- _Aim 1_
Starting at the line in the entries that contains "of the hippo's", repeat every line word for word through the last line of the entries.

==*==

Another member of Inside Out spoke of structural issues with mass incarceration and the long term effects that juvenile detention has on youth.
“Everyone makes mistakes, the only ones that go to jail are the ones that get caught. To box someone up like a caged animal for years, that is not the way to go. It messes them up mentally, it changes who they are, it makes them more angry at society,” remarked Abdulkadhir Ali, a member of Maine Inside Out.
Following the performance, the floor was open to the audience to ask questions; the performers’ enthusiasm permeated the audience, prompting bouts of laughter, raw moments of personal storytelling and opportunities for reflection for everyone involved.
As the members of Inside Out concluded their performances, Ali stood up at the front and left an important lesson for the audience.
“We are a reflection of who you are,” he said. “Now, do you see me?”

==*==

- _Aim 2_
In the passage about Maine Inside Out, list everything that the performers' enthusiasm prompted in the audience during the question session.

- _Data to process_
==*==

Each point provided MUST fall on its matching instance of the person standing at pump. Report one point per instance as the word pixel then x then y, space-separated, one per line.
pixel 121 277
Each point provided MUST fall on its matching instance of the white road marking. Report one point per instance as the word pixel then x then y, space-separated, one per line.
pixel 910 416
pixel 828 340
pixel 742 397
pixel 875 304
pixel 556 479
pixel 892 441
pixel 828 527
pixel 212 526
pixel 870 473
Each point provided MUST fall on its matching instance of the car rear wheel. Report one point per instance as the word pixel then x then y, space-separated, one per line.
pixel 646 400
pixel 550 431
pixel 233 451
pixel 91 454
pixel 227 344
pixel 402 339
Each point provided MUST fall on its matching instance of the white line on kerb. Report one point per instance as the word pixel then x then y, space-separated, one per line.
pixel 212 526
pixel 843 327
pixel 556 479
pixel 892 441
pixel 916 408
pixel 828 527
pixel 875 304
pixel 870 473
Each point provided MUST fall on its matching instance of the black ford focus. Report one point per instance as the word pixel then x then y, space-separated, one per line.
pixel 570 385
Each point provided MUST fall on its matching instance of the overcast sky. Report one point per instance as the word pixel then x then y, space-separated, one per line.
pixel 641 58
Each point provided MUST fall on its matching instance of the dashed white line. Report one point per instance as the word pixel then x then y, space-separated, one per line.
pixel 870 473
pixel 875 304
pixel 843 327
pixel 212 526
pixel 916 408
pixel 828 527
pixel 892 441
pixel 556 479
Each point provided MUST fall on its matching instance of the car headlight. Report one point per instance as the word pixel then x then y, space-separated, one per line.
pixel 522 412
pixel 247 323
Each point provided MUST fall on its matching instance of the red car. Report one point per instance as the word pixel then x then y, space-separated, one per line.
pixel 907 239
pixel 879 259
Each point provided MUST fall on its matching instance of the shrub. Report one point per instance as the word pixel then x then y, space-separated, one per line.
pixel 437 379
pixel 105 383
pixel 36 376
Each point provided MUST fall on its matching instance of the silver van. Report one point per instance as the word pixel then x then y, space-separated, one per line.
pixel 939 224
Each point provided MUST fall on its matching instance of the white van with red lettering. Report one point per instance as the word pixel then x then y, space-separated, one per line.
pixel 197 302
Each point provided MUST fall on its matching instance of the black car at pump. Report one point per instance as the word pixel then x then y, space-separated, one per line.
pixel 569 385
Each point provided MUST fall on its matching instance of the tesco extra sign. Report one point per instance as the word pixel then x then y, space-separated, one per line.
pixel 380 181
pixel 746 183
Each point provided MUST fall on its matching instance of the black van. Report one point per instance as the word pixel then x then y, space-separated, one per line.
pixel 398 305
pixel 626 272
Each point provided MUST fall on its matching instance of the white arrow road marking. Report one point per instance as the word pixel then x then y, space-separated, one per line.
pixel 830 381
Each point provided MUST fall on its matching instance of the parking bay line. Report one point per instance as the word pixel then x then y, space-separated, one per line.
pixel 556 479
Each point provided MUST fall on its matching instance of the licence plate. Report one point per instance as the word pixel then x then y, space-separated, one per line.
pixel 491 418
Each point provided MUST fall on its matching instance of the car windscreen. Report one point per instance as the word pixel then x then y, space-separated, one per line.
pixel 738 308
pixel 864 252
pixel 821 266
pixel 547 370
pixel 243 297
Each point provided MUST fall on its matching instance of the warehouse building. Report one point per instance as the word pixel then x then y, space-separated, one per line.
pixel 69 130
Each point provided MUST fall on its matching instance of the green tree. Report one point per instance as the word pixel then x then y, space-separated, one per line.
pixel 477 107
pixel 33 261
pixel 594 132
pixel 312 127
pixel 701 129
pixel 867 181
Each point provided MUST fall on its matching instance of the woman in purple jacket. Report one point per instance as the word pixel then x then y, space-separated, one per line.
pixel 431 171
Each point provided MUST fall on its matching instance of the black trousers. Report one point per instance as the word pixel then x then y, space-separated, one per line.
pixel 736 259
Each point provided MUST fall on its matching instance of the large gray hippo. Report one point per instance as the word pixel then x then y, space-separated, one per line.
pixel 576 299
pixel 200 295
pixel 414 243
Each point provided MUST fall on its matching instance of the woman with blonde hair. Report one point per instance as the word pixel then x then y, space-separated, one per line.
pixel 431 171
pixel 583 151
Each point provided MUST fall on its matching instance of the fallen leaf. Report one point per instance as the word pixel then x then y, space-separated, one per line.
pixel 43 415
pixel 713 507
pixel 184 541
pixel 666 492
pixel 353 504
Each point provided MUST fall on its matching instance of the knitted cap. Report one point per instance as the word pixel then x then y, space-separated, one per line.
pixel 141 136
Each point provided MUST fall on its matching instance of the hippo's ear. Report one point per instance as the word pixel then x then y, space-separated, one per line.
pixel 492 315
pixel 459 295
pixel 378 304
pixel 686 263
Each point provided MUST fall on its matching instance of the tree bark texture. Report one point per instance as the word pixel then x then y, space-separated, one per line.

==*==

- _Exercise result 1_
Each point provided MUST fall on its matching instance of the hippo's ear. Report one point per instance as the word pixel then x then y, space-separated, one per line.
pixel 492 315
pixel 459 295
pixel 378 304
pixel 686 263
Each point provided MUST fall on its matching instance of the tree bark texture. Report one point per instance as the word pixel then x then y, space-separated, one per line.

- _Exercise result 2_
- Bouts of laughter
- Raw moments of personal storytelling
- Opportunities for reflection for everyone involved